SET EXERCISE - Rewrite the records with "beetle leg" replaced by "spider leg", keeping everything else unchanged.
══════════
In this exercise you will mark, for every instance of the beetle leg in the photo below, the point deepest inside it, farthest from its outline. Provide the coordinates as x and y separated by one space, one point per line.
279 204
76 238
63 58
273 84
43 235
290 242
══════════
SOLUTION FOR THIS PROBLEM -
In this exercise you will mark, for every instance of the spider leg in the photo below, the point deepest inside it, farthest from its outline. Provide the coordinates as x and y separated by one space, one point per line.
279 204
76 238
63 58
273 84
43 235
290 242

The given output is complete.